===== GIVEN ENTRIES =====

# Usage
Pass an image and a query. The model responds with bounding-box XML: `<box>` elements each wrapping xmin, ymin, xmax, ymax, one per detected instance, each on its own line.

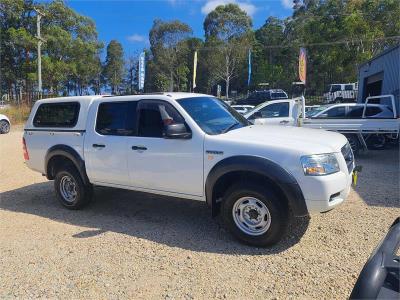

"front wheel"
<box><xmin>54</xmin><ymin>166</ymin><xmax>93</xmax><ymax>209</ymax></box>
<box><xmin>221</xmin><ymin>185</ymin><xmax>289</xmax><ymax>247</ymax></box>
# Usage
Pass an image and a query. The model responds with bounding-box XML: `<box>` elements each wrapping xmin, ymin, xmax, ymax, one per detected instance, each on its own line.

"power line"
<box><xmin>199</xmin><ymin>35</ymin><xmax>400</xmax><ymax>51</ymax></box>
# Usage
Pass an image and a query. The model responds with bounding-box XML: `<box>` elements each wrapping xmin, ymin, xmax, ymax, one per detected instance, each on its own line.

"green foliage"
<box><xmin>148</xmin><ymin>20</ymin><xmax>192</xmax><ymax>92</ymax></box>
<box><xmin>204</xmin><ymin>4</ymin><xmax>253</xmax><ymax>97</ymax></box>
<box><xmin>0</xmin><ymin>0</ymin><xmax>103</xmax><ymax>95</ymax></box>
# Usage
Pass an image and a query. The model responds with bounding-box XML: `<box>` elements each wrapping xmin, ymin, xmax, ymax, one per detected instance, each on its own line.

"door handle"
<box><xmin>132</xmin><ymin>146</ymin><xmax>147</xmax><ymax>150</ymax></box>
<box><xmin>92</xmin><ymin>144</ymin><xmax>106</xmax><ymax>148</ymax></box>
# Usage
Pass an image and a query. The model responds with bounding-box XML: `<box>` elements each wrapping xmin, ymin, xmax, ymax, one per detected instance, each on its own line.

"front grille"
<box><xmin>342</xmin><ymin>143</ymin><xmax>354</xmax><ymax>174</ymax></box>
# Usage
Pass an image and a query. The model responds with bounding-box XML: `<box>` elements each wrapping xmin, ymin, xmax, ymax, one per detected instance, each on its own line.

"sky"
<box><xmin>65</xmin><ymin>0</ymin><xmax>292</xmax><ymax>57</ymax></box>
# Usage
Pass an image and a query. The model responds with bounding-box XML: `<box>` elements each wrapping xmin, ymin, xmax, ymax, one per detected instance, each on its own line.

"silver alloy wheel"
<box><xmin>232</xmin><ymin>197</ymin><xmax>271</xmax><ymax>236</ymax></box>
<box><xmin>0</xmin><ymin>121</ymin><xmax>10</xmax><ymax>133</ymax></box>
<box><xmin>60</xmin><ymin>175</ymin><xmax>78</xmax><ymax>203</ymax></box>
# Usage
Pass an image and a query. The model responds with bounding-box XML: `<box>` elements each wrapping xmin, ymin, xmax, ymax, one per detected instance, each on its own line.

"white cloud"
<box><xmin>126</xmin><ymin>33</ymin><xmax>146</xmax><ymax>43</ymax></box>
<box><xmin>281</xmin><ymin>0</ymin><xmax>293</xmax><ymax>9</ymax></box>
<box><xmin>201</xmin><ymin>0</ymin><xmax>257</xmax><ymax>16</ymax></box>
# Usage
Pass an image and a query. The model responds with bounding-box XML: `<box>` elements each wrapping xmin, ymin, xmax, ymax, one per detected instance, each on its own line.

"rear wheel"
<box><xmin>0</xmin><ymin>120</ymin><xmax>10</xmax><ymax>133</ymax></box>
<box><xmin>54</xmin><ymin>166</ymin><xmax>93</xmax><ymax>209</ymax></box>
<box><xmin>221</xmin><ymin>184</ymin><xmax>289</xmax><ymax>247</ymax></box>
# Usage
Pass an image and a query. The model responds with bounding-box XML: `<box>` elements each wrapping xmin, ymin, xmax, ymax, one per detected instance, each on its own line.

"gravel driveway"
<box><xmin>0</xmin><ymin>128</ymin><xmax>400</xmax><ymax>299</ymax></box>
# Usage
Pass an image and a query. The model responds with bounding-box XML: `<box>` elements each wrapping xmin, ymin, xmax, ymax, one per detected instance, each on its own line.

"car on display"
<box><xmin>231</xmin><ymin>105</ymin><xmax>254</xmax><ymax>115</ymax></box>
<box><xmin>23</xmin><ymin>93</ymin><xmax>355</xmax><ymax>247</ymax></box>
<box><xmin>350</xmin><ymin>217</ymin><xmax>400</xmax><ymax>299</ymax></box>
<box><xmin>236</xmin><ymin>89</ymin><xmax>289</xmax><ymax>106</ymax></box>
<box><xmin>324</xmin><ymin>82</ymin><xmax>358</xmax><ymax>103</ymax></box>
<box><xmin>244</xmin><ymin>95</ymin><xmax>400</xmax><ymax>154</ymax></box>
<box><xmin>0</xmin><ymin>114</ymin><xmax>11</xmax><ymax>134</ymax></box>
<box><xmin>306</xmin><ymin>103</ymin><xmax>394</xmax><ymax>119</ymax></box>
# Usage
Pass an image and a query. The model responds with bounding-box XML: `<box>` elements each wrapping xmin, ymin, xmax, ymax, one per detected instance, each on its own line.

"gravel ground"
<box><xmin>0</xmin><ymin>128</ymin><xmax>400</xmax><ymax>299</ymax></box>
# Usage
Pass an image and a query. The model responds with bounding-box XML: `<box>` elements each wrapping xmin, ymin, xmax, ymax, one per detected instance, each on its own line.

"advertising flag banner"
<box><xmin>193</xmin><ymin>51</ymin><xmax>197</xmax><ymax>89</ymax></box>
<box><xmin>139</xmin><ymin>52</ymin><xmax>146</xmax><ymax>91</ymax></box>
<box><xmin>299</xmin><ymin>48</ymin><xmax>307</xmax><ymax>84</ymax></box>
<box><xmin>247</xmin><ymin>49</ymin><xmax>251</xmax><ymax>86</ymax></box>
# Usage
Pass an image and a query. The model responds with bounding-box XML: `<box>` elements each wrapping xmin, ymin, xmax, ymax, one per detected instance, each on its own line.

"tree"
<box><xmin>204</xmin><ymin>4</ymin><xmax>252</xmax><ymax>98</ymax></box>
<box><xmin>104</xmin><ymin>40</ymin><xmax>124</xmax><ymax>94</ymax></box>
<box><xmin>149</xmin><ymin>20</ymin><xmax>192</xmax><ymax>92</ymax></box>
<box><xmin>0</xmin><ymin>0</ymin><xmax>103</xmax><ymax>95</ymax></box>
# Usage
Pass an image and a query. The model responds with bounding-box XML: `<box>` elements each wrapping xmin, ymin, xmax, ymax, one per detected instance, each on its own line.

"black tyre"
<box><xmin>346</xmin><ymin>134</ymin><xmax>361</xmax><ymax>155</ymax></box>
<box><xmin>221</xmin><ymin>184</ymin><xmax>289</xmax><ymax>247</ymax></box>
<box><xmin>54</xmin><ymin>166</ymin><xmax>93</xmax><ymax>209</ymax></box>
<box><xmin>0</xmin><ymin>120</ymin><xmax>10</xmax><ymax>134</ymax></box>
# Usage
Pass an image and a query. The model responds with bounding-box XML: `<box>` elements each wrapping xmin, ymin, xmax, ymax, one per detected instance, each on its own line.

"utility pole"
<box><xmin>34</xmin><ymin>8</ymin><xmax>45</xmax><ymax>97</ymax></box>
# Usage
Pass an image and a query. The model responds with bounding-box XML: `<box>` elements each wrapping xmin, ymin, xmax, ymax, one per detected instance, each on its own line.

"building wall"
<box><xmin>357</xmin><ymin>46</ymin><xmax>400</xmax><ymax>103</ymax></box>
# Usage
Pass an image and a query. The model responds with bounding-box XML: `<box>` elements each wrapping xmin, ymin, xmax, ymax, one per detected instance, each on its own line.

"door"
<box><xmin>85</xmin><ymin>101</ymin><xmax>137</xmax><ymax>186</ymax></box>
<box><xmin>128</xmin><ymin>100</ymin><xmax>203</xmax><ymax>196</ymax></box>
<box><xmin>249</xmin><ymin>101</ymin><xmax>294</xmax><ymax>125</ymax></box>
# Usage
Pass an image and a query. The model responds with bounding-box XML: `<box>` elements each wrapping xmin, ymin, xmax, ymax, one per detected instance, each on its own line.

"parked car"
<box><xmin>244</xmin><ymin>95</ymin><xmax>400</xmax><ymax>153</ymax></box>
<box><xmin>306</xmin><ymin>103</ymin><xmax>394</xmax><ymax>119</ymax></box>
<box><xmin>23</xmin><ymin>93</ymin><xmax>355</xmax><ymax>246</ymax></box>
<box><xmin>231</xmin><ymin>105</ymin><xmax>254</xmax><ymax>115</ymax></box>
<box><xmin>324</xmin><ymin>82</ymin><xmax>358</xmax><ymax>103</ymax></box>
<box><xmin>0</xmin><ymin>114</ymin><xmax>11</xmax><ymax>134</ymax></box>
<box><xmin>236</xmin><ymin>89</ymin><xmax>289</xmax><ymax>106</ymax></box>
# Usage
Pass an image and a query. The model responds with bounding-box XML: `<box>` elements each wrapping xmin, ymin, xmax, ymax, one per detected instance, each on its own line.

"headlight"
<box><xmin>300</xmin><ymin>153</ymin><xmax>340</xmax><ymax>176</ymax></box>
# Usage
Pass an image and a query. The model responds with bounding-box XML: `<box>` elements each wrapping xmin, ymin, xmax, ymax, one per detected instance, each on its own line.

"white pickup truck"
<box><xmin>23</xmin><ymin>93</ymin><xmax>355</xmax><ymax>246</ymax></box>
<box><xmin>244</xmin><ymin>95</ymin><xmax>400</xmax><ymax>153</ymax></box>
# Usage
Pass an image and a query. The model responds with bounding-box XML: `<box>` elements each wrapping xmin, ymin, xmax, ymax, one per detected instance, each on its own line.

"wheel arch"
<box><xmin>205</xmin><ymin>155</ymin><xmax>308</xmax><ymax>216</ymax></box>
<box><xmin>44</xmin><ymin>145</ymin><xmax>90</xmax><ymax>184</ymax></box>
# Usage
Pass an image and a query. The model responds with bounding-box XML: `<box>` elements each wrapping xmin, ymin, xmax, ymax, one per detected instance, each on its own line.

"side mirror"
<box><xmin>164</xmin><ymin>123</ymin><xmax>192</xmax><ymax>139</ymax></box>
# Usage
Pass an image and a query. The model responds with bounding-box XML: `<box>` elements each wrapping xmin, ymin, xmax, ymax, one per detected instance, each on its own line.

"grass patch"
<box><xmin>0</xmin><ymin>105</ymin><xmax>31</xmax><ymax>125</ymax></box>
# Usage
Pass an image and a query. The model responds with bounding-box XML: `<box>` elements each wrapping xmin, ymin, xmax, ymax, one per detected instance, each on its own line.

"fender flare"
<box><xmin>44</xmin><ymin>145</ymin><xmax>90</xmax><ymax>184</ymax></box>
<box><xmin>205</xmin><ymin>155</ymin><xmax>308</xmax><ymax>216</ymax></box>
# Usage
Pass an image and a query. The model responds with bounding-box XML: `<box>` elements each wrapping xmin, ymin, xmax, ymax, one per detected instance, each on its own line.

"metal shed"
<box><xmin>357</xmin><ymin>45</ymin><xmax>400</xmax><ymax>106</ymax></box>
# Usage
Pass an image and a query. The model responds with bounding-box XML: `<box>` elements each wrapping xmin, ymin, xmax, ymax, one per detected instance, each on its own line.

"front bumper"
<box><xmin>303</xmin><ymin>172</ymin><xmax>353</xmax><ymax>214</ymax></box>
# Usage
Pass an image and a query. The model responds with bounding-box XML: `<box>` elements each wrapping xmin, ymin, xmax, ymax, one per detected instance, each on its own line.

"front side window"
<box><xmin>33</xmin><ymin>102</ymin><xmax>80</xmax><ymax>128</ymax></box>
<box><xmin>177</xmin><ymin>97</ymin><xmax>249</xmax><ymax>135</ymax></box>
<box><xmin>259</xmin><ymin>102</ymin><xmax>289</xmax><ymax>118</ymax></box>
<box><xmin>271</xmin><ymin>92</ymin><xmax>288</xmax><ymax>100</ymax></box>
<box><xmin>138</xmin><ymin>100</ymin><xmax>185</xmax><ymax>138</ymax></box>
<box><xmin>96</xmin><ymin>101</ymin><xmax>137</xmax><ymax>136</ymax></box>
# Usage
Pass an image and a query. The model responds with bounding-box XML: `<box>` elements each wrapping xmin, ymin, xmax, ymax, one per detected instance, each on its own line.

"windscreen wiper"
<box><xmin>221</xmin><ymin>122</ymin><xmax>240</xmax><ymax>133</ymax></box>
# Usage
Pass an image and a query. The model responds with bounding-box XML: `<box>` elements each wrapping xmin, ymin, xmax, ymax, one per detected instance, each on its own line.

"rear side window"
<box><xmin>365</xmin><ymin>106</ymin><xmax>382</xmax><ymax>117</ymax></box>
<box><xmin>96</xmin><ymin>101</ymin><xmax>137</xmax><ymax>136</ymax></box>
<box><xmin>346</xmin><ymin>106</ymin><xmax>364</xmax><ymax>118</ymax></box>
<box><xmin>33</xmin><ymin>102</ymin><xmax>80</xmax><ymax>127</ymax></box>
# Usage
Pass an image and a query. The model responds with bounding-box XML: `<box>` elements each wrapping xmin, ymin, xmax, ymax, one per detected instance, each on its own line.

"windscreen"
<box><xmin>177</xmin><ymin>97</ymin><xmax>249</xmax><ymax>135</ymax></box>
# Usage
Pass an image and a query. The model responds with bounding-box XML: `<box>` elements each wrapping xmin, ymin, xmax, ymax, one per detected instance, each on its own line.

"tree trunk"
<box><xmin>225</xmin><ymin>77</ymin><xmax>230</xmax><ymax>100</ymax></box>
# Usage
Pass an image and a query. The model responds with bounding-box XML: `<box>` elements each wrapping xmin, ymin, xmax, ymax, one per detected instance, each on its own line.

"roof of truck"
<box><xmin>33</xmin><ymin>92</ymin><xmax>213</xmax><ymax>103</ymax></box>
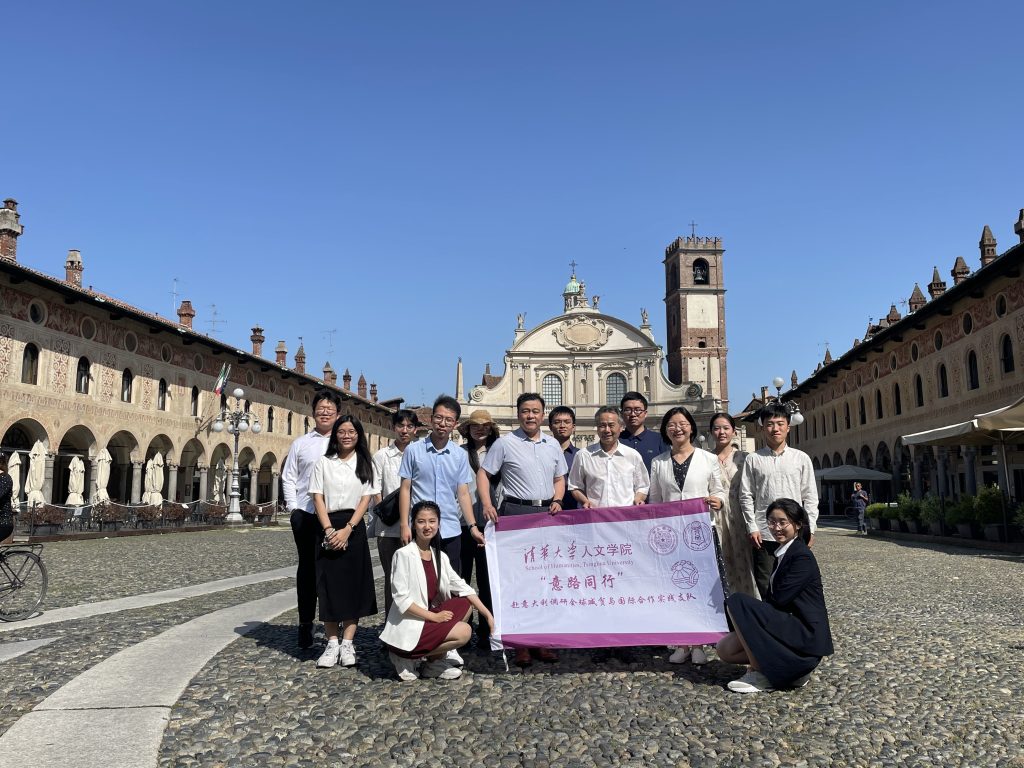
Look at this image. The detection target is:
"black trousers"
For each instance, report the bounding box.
[751,535,778,600]
[291,509,323,624]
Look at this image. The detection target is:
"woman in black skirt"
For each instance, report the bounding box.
[309,416,380,667]
[718,499,833,693]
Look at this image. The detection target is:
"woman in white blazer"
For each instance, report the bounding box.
[647,408,726,665]
[381,501,495,681]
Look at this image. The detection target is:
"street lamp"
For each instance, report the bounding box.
[211,387,263,523]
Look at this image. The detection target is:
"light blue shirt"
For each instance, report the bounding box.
[480,429,568,500]
[398,435,470,539]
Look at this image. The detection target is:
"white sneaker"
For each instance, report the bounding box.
[669,645,690,664]
[423,658,462,680]
[316,640,341,670]
[728,670,772,693]
[339,640,355,667]
[388,651,420,683]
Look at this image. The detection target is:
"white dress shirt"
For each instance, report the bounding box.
[569,442,650,507]
[739,445,818,542]
[281,430,330,513]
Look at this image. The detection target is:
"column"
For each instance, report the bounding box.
[197,464,210,502]
[167,464,178,502]
[131,462,143,504]
[43,453,56,504]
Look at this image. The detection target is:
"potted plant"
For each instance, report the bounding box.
[864,504,889,530]
[921,495,946,536]
[975,485,1007,542]
[896,492,927,534]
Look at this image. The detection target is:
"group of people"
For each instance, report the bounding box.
[282,390,831,692]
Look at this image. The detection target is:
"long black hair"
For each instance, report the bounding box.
[324,414,374,482]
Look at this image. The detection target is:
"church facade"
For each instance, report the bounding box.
[457,237,728,445]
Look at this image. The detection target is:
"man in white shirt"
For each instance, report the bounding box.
[281,389,341,648]
[739,402,818,599]
[568,406,650,509]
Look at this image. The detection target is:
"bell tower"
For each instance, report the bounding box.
[664,233,729,411]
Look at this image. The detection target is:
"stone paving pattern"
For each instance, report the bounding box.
[0,530,1024,768]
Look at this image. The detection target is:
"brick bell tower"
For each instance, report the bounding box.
[664,233,729,411]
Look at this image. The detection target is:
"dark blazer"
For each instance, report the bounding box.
[767,539,835,656]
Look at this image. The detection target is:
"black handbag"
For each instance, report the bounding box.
[374,488,398,525]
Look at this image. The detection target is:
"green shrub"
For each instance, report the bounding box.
[896,492,921,522]
[946,496,978,525]
[921,495,942,522]
[975,485,1002,525]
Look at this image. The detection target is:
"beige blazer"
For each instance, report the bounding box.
[381,541,476,650]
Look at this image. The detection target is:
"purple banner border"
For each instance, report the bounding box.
[497,499,709,534]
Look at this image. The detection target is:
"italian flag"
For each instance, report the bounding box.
[213,362,231,394]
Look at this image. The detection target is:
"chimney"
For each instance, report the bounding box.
[949,256,971,286]
[928,266,942,300]
[65,249,85,288]
[0,198,25,261]
[178,299,196,329]
[978,224,995,266]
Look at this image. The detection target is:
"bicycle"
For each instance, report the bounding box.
[0,544,46,622]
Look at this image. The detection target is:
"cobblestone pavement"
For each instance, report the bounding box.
[0,530,1024,768]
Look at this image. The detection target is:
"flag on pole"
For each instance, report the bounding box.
[213,362,231,394]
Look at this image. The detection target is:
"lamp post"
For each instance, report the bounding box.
[211,387,263,523]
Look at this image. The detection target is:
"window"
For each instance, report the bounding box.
[22,344,39,384]
[541,374,562,408]
[967,354,981,389]
[604,374,626,408]
[693,259,709,286]
[75,357,89,394]
[999,334,1015,374]
[121,368,135,402]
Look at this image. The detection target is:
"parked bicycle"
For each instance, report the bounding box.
[0,544,46,622]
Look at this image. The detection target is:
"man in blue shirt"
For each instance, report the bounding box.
[398,394,483,573]
[618,392,669,472]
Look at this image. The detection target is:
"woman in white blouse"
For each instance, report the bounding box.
[309,416,380,667]
[381,501,495,681]
[647,408,725,665]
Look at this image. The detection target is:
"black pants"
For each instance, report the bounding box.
[752,535,778,600]
[459,526,493,638]
[292,509,323,624]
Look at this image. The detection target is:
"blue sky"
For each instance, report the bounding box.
[0,0,1024,410]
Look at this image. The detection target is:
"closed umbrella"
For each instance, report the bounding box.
[65,456,85,507]
[92,449,111,504]
[25,440,46,507]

=====

● **TASK DESCRIPTION**
Find every line in the material above that contains the string "black", and copy those lines. Case counts.

● **COMPLETED EXERCISE**
"black tyre"
"black trousers"
"woman in black skirt"
"long black hair"
"black handbag"
"black pants"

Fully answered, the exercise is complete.